Source records:
%%

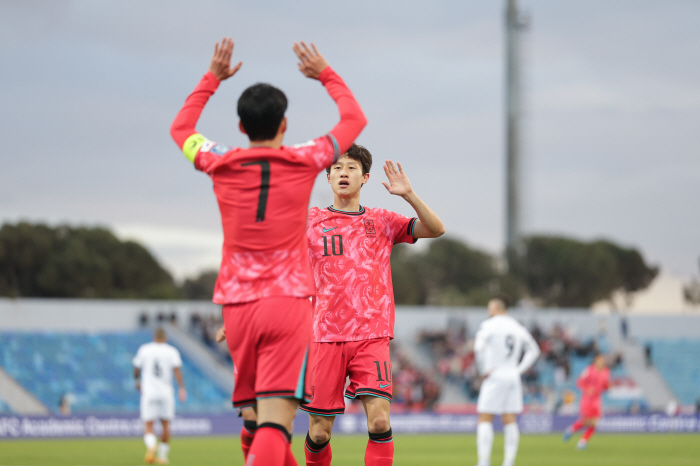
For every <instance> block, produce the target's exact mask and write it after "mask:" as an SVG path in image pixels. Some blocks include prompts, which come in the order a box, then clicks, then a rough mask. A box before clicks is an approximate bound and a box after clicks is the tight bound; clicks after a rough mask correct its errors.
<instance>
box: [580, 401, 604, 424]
mask: <svg viewBox="0 0 700 466" xmlns="http://www.w3.org/2000/svg"><path fill="white" fill-rule="evenodd" d="M602 414H603V402H602V401H601V399H600V398H581V403H580V405H579V416H580V417H581V418H583V419H590V418H599V417H600V416H601V415H602Z"/></svg>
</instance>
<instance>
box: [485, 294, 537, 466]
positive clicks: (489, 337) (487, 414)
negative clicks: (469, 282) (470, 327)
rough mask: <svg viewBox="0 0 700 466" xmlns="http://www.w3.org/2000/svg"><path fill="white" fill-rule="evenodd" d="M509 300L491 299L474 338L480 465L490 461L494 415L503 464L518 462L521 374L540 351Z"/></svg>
mask: <svg viewBox="0 0 700 466" xmlns="http://www.w3.org/2000/svg"><path fill="white" fill-rule="evenodd" d="M508 301H509V299H508V297H506V296H505V295H501V296H498V297H496V298H493V299H491V300H490V301H489V303H488V311H489V318H488V319H487V320H485V321H484V322H482V323H481V326H480V327H479V330H478V331H477V332H476V338H475V341H474V354H475V357H476V363H477V367H478V369H479V373H480V374H482V376H483V381H482V383H481V389H480V391H479V400H478V402H477V407H476V410H477V413H478V414H479V417H478V424H477V427H476V451H477V455H478V458H479V463H478V466H489V465H490V464H491V450H492V448H493V417H494V416H495V415H500V416H501V420H502V421H503V435H504V446H503V466H512V465H513V464H515V457H516V455H517V454H518V443H519V442H520V430H519V429H518V419H517V415H518V414H520V413H521V412H522V411H523V387H522V381H521V379H520V377H521V376H522V374H523V373H524V372H525V371H526V370H528V369H529V368H530V366H532V365H533V364H534V363H535V360H537V358H538V357H539V355H540V348H539V346H538V345H537V342H536V341H535V339H534V338H532V335H530V332H528V331H527V330H526V329H525V327H523V326H522V325H520V324H519V323H518V321H516V320H515V319H513V318H512V317H511V316H509V315H508ZM521 355H522V359H521Z"/></svg>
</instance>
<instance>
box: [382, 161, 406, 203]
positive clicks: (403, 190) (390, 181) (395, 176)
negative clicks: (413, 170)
mask: <svg viewBox="0 0 700 466" xmlns="http://www.w3.org/2000/svg"><path fill="white" fill-rule="evenodd" d="M397 165H398V168H397V167H396V166H395V165H394V162H392V161H391V160H387V161H386V162H384V173H386V177H387V178H388V179H389V182H388V183H387V182H386V181H383V182H382V184H383V185H384V187H385V188H386V190H387V191H389V193H390V194H395V195H397V196H406V195H408V194H411V193H412V192H413V188H411V182H410V181H409V180H408V176H406V174H405V173H404V172H403V168H401V164H400V163H398V162H397Z"/></svg>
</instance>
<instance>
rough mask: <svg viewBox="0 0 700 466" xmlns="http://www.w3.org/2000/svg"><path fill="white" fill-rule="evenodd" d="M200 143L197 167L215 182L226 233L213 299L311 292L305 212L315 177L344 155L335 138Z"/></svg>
mask: <svg viewBox="0 0 700 466" xmlns="http://www.w3.org/2000/svg"><path fill="white" fill-rule="evenodd" d="M195 136H199V135H195ZM202 139H203V141H201V145H200V147H199V148H198V150H197V152H196V156H195V158H194V165H195V168H196V169H197V170H201V171H203V172H205V173H207V174H208V175H209V176H210V177H211V179H212V181H213V183H214V193H215V194H216V199H217V201H218V203H219V210H220V211H221V223H222V226H223V230H224V245H223V248H222V254H221V255H222V258H221V268H220V269H219V276H218V278H217V280H216V287H215V288H214V299H213V301H214V302H215V303H217V304H232V303H244V302H251V301H255V300H257V299H261V298H269V297H273V296H295V297H308V296H311V295H313V292H314V291H313V279H312V276H311V269H310V267H309V261H308V259H307V257H308V256H307V254H308V253H307V243H306V238H305V236H304V228H305V225H306V208H307V206H308V203H309V196H310V195H311V189H312V188H313V184H314V181H315V179H316V175H317V174H318V172H319V171H321V170H322V169H323V168H325V167H327V166H329V165H331V164H332V163H333V162H334V161H335V160H337V159H338V157H339V156H340V153H339V150H338V146H337V143H336V142H335V139H334V138H333V135H332V134H329V135H327V136H323V137H321V138H317V139H314V140H312V141H309V142H307V143H304V144H299V145H296V146H293V147H287V146H282V147H281V148H280V149H271V148H267V147H259V148H250V149H241V148H233V149H232V148H229V147H227V146H224V145H222V144H217V143H215V142H210V141H207V140H206V139H204V138H203V137H202Z"/></svg>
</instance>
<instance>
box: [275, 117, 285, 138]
mask: <svg viewBox="0 0 700 466" xmlns="http://www.w3.org/2000/svg"><path fill="white" fill-rule="evenodd" d="M285 131H287V117H284V118H282V121H280V126H279V128H277V134H284V133H285Z"/></svg>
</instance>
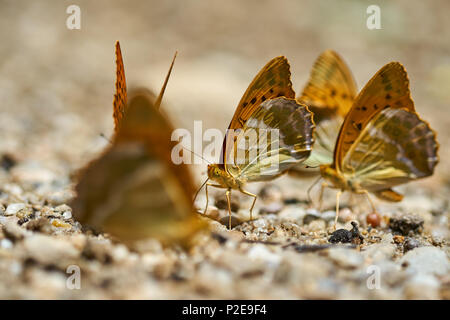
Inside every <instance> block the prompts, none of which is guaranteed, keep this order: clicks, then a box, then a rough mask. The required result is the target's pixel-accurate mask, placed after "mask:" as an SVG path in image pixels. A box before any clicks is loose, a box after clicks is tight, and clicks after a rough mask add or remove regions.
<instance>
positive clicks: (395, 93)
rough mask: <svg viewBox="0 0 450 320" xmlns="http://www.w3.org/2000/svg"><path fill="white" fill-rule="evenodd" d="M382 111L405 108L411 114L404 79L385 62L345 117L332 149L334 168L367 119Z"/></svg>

%%

What is being asked: Once you find the line with "positive clicks: (489, 337) (487, 414)" in the entries above, output it and each line after it up to and including the line with "negative clicks: (469, 282) (470, 327)", and nothing else.

Response area:
positive clicks: (489, 337) (487, 414)
negative clicks: (469, 282) (470, 327)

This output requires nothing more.